Document section:
——————
In this Issue:

  • Free Monthly Webinars/Conference Calls
  • 2018 Midterm Election Wrap-Up
  • Kidney Community Blocks Threats to Charitable Assistance and Dialysis Funding in California
  • Maintaining Personal Relationships While on Dialysis
  • Advance Care Planning
  • Growing Up On Dialysis
  • Work Those Kidneys Out!
  • My Personal Experience with a Rare Condition
  • Insights from the Dialysis Patient Citizens 2018 Patient Survey: Patients’ Priorities for Quality Measures and New Innovations in ESRD Care
  • The 30-90 Day Period of Dialysis

President’s Message

Dear friends,

Happy New Year! As we start 2019, there is excitement in the air as we make our goals and resolutions for the new year. We are ready to ‘brush off the old’ and make new habits and positive changes in our lives. Yet according to U.S. News, approximately 80 percent of resolutions fail by the second week of February. Possible reasons include having too many goals, trying to change too many habits at once, getting discouraged and giving up. I have been there too, but last year I focused on one thing, consciously made it a priority and built the habits to ensure my success–you can do it too.

This issue of our newsletter may easily motivate you to add at least one goal for the new year. You will read about the importance of exercise and as a side note, increasing exercise is a goal for most people who make resolutions. It may be better to set fewer and smaller goals that we can achieve and then add new goals as we build new habits and successes. A favorite quote of Charles Duhigg, the author of “The Power of Habit,” is “The difference between who you are and who you want to be is what you do.”

The new year is also a time for inspiration, hope and connecting with those we love. Studies show that isolation and loneliness increase depression, and we already know that more people who have kidney disease experience some depression. Throughout this newsletter, you will find articles that encourage you to connect with others, communicate more with family and friends, and find ways to give and accept support. As I travel around the country, I often meet renal patients who are experiencing some degree of depression. For some, it may be helpful to seek counseling, which is a sign of personal strength, to understand yourself better and to learn techniques that will improve the quality of your life.

In conclusion, I encourage each of you to live life to the fullest, whether you are a kidney patient, on dialysis or are a care partner or caregiver. One of my many sayings is, “Do dialysis, do not let it do you in.”
——————
Action item A:
Reproduce the newsletter's text starting with "The new year is" and going on through "of your life.".
Action item B:
In the newsletter, what share of New Year's resolutions fail by the second week of February?
——————
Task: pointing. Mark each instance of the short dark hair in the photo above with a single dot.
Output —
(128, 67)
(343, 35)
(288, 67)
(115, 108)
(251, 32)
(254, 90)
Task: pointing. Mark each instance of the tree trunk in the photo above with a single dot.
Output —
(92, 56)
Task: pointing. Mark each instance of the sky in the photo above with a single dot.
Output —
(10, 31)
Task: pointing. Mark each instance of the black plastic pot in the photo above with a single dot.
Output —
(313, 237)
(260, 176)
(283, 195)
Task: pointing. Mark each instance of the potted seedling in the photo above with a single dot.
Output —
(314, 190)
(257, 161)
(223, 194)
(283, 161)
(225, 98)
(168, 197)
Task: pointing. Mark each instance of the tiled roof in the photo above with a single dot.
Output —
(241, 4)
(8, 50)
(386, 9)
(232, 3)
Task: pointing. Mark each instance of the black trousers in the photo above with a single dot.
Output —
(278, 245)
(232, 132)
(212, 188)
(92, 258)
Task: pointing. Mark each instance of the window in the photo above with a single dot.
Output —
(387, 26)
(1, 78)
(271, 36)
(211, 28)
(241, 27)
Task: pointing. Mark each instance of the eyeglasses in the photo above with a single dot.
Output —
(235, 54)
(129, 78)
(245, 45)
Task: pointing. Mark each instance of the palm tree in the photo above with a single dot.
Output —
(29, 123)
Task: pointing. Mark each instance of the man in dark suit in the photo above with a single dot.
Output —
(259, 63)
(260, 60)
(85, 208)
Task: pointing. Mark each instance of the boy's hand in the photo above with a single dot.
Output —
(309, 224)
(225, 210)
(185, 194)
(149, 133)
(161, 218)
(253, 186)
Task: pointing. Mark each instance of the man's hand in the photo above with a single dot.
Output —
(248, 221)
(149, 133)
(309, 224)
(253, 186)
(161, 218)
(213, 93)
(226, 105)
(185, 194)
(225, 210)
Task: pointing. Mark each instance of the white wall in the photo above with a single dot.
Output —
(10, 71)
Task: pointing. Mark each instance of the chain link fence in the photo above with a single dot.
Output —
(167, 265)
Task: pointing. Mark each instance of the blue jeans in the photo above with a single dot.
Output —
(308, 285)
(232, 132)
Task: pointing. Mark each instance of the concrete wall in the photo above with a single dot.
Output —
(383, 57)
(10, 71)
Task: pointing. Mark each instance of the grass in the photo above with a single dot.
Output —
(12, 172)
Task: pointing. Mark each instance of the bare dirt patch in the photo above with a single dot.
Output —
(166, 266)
——————
Expected answer A:
The new year is also a time for inspiration, hope and connecting with those we love. Studies show that isolation and loneliness increase depression, and we already know that more people who have kidney disease experience some depression. Throughout this newsletter, you will find articles that encourage you to connect with others, communicate more with family and friends, and find ways to give and accept support. As I travel around the country, I often meet renal patients who are experiencing some degree of depression. For some, it may be helpful to seek counseling, which is a sign of personal strength, to understand yourself better and to learn techniques that will improve the quality of your life.

Expected answer B:
Approximately 80 percent